• [Written task] Pull out every line from the rows below that contains the word "sleeve". Uppercase and lowercase count as different letters.

(Outline labeling records)
[BEGIN]
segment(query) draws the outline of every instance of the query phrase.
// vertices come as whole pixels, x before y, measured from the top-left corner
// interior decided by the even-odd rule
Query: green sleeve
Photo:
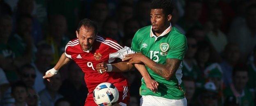
[[[187,51],[187,39],[183,35],[177,35],[169,42],[170,50],[167,54],[167,58],[178,59],[183,60]]]
[[[137,39],[138,35],[139,34],[139,29],[135,33],[132,41],[132,46],[131,47],[131,49],[133,51],[137,52],[140,52],[140,49],[139,49],[140,48],[140,44],[139,44],[139,42]]]

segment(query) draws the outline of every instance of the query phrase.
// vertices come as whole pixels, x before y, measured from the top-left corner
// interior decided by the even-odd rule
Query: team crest
[[[161,43],[160,44],[160,49],[162,52],[165,52],[169,48],[169,44],[167,43]]]
[[[94,53],[94,59],[97,61],[99,61],[101,59],[102,55],[100,53]]]

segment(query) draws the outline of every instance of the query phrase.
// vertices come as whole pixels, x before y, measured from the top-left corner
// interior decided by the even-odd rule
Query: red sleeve
[[[70,59],[72,59],[72,47],[79,44],[78,39],[73,40],[68,43],[65,47],[65,55],[66,56]]]

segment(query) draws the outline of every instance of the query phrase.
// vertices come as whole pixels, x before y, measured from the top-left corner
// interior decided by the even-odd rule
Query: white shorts
[[[187,106],[185,97],[180,99],[171,99],[152,95],[142,95],[140,106]]]

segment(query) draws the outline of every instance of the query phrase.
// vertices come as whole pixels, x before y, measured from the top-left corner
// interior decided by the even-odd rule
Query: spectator
[[[50,82],[44,80],[46,88],[39,93],[41,106],[53,106],[57,100],[63,96],[58,93],[62,82],[59,73],[52,77]]]
[[[256,46],[254,47],[253,53],[254,61],[248,64],[249,80],[247,85],[250,91],[256,93]]]
[[[128,47],[131,46],[133,38],[140,26],[138,21],[134,18],[128,19],[124,22],[123,24],[124,35],[121,41],[123,45]]]
[[[199,20],[202,11],[202,2],[200,0],[187,0],[184,16],[178,22],[178,24],[185,31],[193,26],[201,26]]]
[[[36,49],[31,35],[32,20],[30,15],[20,15],[17,18],[16,33],[10,38],[9,46],[15,55],[14,64],[18,68],[30,63],[34,57]]]
[[[229,86],[232,82],[233,67],[238,62],[239,48],[236,44],[229,43],[225,47],[224,60],[219,64],[223,71],[223,80],[226,86]]]
[[[27,88],[28,96],[26,101],[28,106],[38,106],[39,104],[39,96],[32,88]]]
[[[256,45],[256,4],[249,5],[246,11],[245,18],[235,20],[231,24],[228,38],[231,42],[238,44],[242,62],[245,62]]]
[[[0,17],[0,67],[5,71],[10,82],[17,80],[16,67],[14,66],[15,55],[10,48],[9,40],[12,27],[11,17],[8,15]]]
[[[30,64],[21,67],[20,71],[20,78],[28,87],[34,87],[35,79],[37,77],[34,67]]]
[[[6,78],[5,72],[0,68],[0,76],[1,76],[0,78],[0,104],[1,104],[3,95],[9,87],[9,82]]]
[[[26,99],[27,97],[27,88],[22,82],[18,82],[11,86],[11,96],[14,98],[14,106],[27,106]]]
[[[221,10],[217,7],[213,9],[210,12],[209,22],[208,22],[210,24],[210,29],[206,34],[207,39],[219,54],[223,51],[227,44],[226,35],[220,30],[222,19]]]
[[[199,106],[217,106],[217,100],[216,86],[212,82],[206,83],[204,86],[204,89],[198,97]]]
[[[40,24],[32,14],[35,5],[34,0],[19,0],[17,4],[17,11],[15,13],[14,19],[18,18],[20,15],[27,15],[31,16],[31,23],[30,23],[31,31],[30,32],[33,38],[34,43],[36,43],[42,40],[43,36],[42,33]],[[16,19],[14,23],[20,22],[18,20]]]
[[[136,17],[141,26],[146,26],[151,24],[150,17],[149,16],[150,14],[150,4],[149,0],[141,0],[138,1],[136,4]]]
[[[194,80],[191,78],[184,77],[183,80],[183,83],[186,90],[186,99],[187,99],[187,106],[194,106],[195,105],[194,94],[196,89],[196,86]]]
[[[46,71],[50,66],[53,60],[53,53],[52,46],[45,43],[39,44],[38,51],[36,54],[37,59],[35,63],[32,64],[36,71],[37,77],[35,80],[35,90],[38,93],[45,88],[43,79],[42,78]]]
[[[248,69],[243,66],[234,68],[233,83],[224,91],[225,97],[238,97],[239,106],[255,106],[251,93],[246,87],[248,81]]]
[[[58,99],[56,103],[55,103],[55,106],[72,106],[70,102],[64,98],[62,98]],[[82,105],[74,105],[74,106],[82,106]]]
[[[49,22],[49,33],[46,40],[47,44],[53,48],[54,58],[51,62],[53,64],[58,62],[69,40],[67,35],[67,25],[64,16],[61,15],[51,15]]]
[[[234,96],[227,97],[224,106],[239,106],[239,104],[238,101],[238,98]]]
[[[113,38],[118,42],[121,40],[121,37],[119,33],[117,22],[112,18],[107,18],[103,23],[102,35]]]
[[[74,62],[69,64],[69,78],[63,82],[59,93],[70,102],[72,106],[83,106],[88,93],[85,84],[82,71]]]
[[[132,4],[128,2],[122,2],[119,4],[117,9],[117,23],[119,31],[121,35],[123,37],[124,35],[123,26],[124,22],[127,20],[132,18],[133,16],[133,8]]]
[[[3,0],[0,0],[0,15],[11,15],[12,12],[11,7]]]
[[[97,23],[99,28],[98,30],[99,32],[101,32],[103,23],[109,14],[107,3],[105,0],[94,0],[92,3],[90,19]]]
[[[187,49],[182,62],[183,65],[182,72],[184,77],[196,80],[199,77],[198,76],[199,73],[201,73],[197,66],[194,56],[197,51],[197,42],[193,37],[187,35],[186,38]]]
[[[69,32],[73,32],[76,29],[76,25],[80,20],[81,1],[80,0],[46,0],[47,13],[49,15],[61,14],[65,17],[69,27]],[[97,7],[95,7],[97,8]],[[89,11],[88,11],[89,12]],[[101,15],[96,12],[97,15]],[[99,13],[99,14],[98,14]],[[100,17],[101,16],[97,15]],[[73,33],[73,34],[74,34]],[[70,38],[73,38],[73,36]]]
[END]
• [Response to this task]
Query: green sleeve
Query: red sleeve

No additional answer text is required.